§ Problem requirements: Set down the data below without change, skipping the pictures it holds.

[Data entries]
□ □ □ □ □
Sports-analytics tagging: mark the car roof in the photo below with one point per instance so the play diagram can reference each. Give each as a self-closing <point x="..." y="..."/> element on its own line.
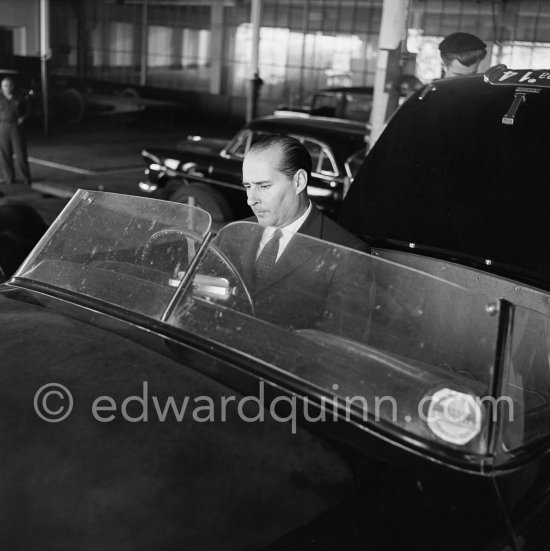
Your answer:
<point x="315" y="126"/>
<point x="343" y="136"/>
<point x="349" y="89"/>
<point x="449" y="173"/>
□ □ □ □ □
§ Response for this exercise:
Sports-analytics tagging: mark the car roof in the photo below with one point per instance so the play diagram can reference each. Give each as a self-closing <point x="..." y="..."/> element on its own line.
Your answer:
<point x="315" y="126"/>
<point x="343" y="136"/>
<point x="349" y="89"/>
<point x="449" y="173"/>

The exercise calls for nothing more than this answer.